» **WHAT IS NEEDED**: How many lines in the data below contain the string "detect"? Case matters. Reply with the number alone.

» **MATERIAL FOR THE TASK**:
━━━━━━━━━━

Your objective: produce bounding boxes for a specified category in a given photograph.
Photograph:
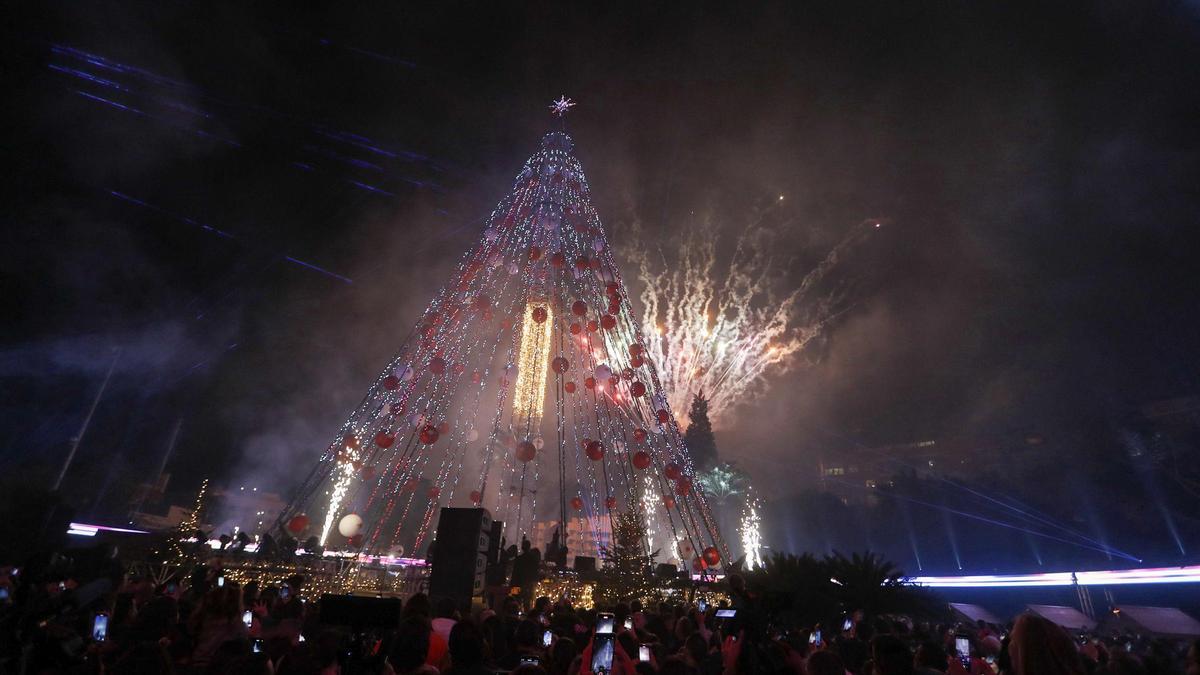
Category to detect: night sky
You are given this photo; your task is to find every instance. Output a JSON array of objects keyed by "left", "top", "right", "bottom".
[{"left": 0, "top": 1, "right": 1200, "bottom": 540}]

━━━━━━━━━━

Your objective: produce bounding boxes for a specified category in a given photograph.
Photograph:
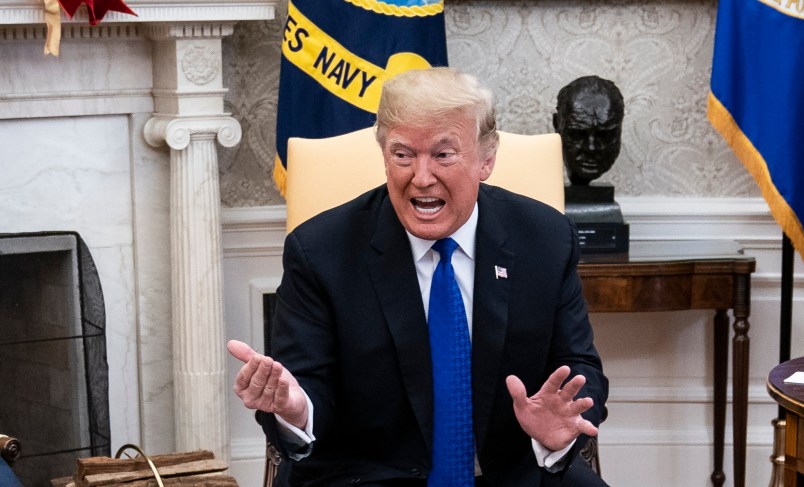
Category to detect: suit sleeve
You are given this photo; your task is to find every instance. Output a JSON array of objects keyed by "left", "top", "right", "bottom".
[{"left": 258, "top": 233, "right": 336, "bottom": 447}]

━━━━━━━━━━

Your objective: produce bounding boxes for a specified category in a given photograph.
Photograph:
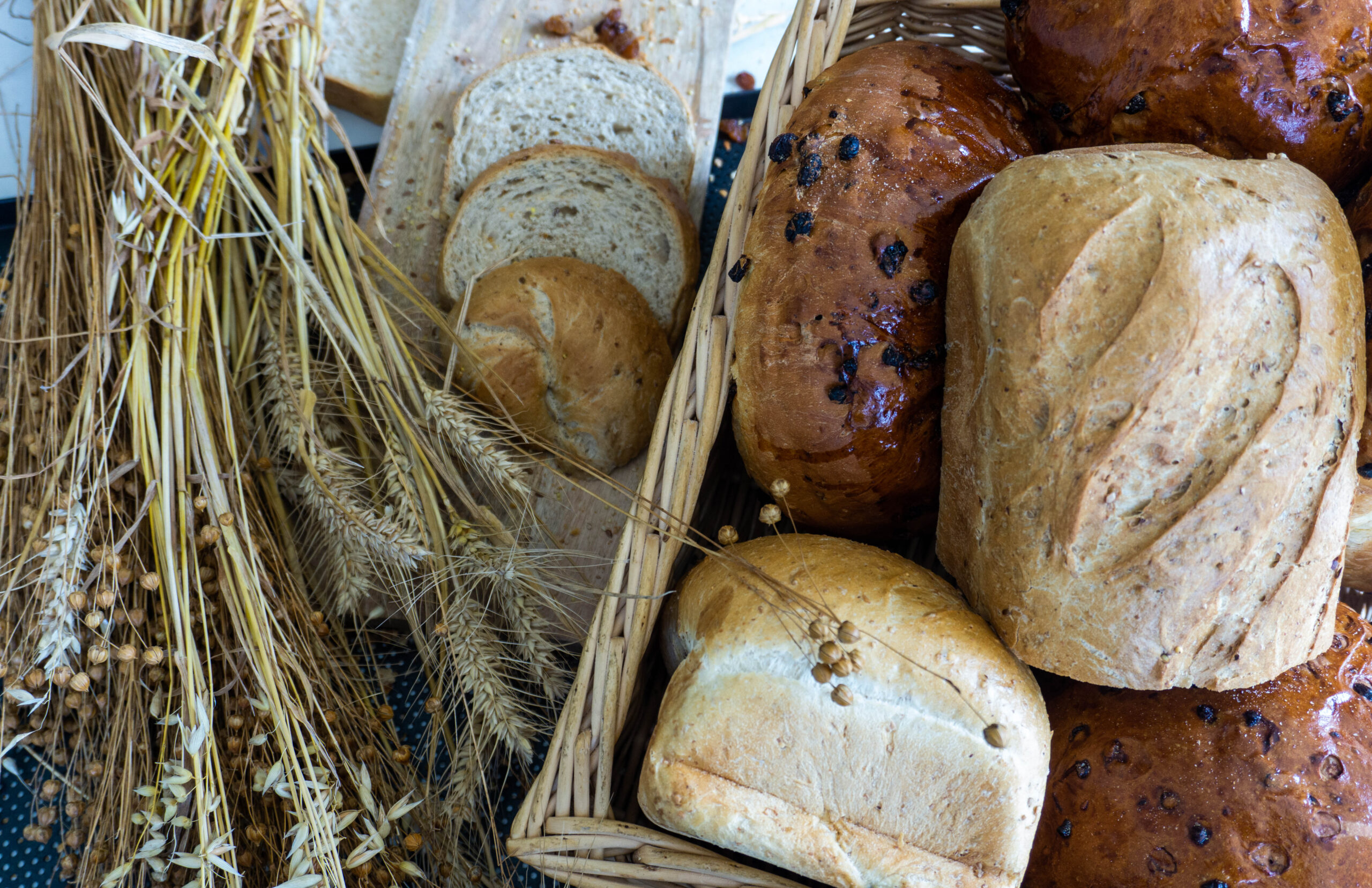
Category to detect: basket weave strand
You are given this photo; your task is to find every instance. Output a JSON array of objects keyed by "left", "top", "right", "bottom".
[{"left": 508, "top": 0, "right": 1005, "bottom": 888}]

━━━━━━━━━━

» **ANSWER FOR THE TASK**: 3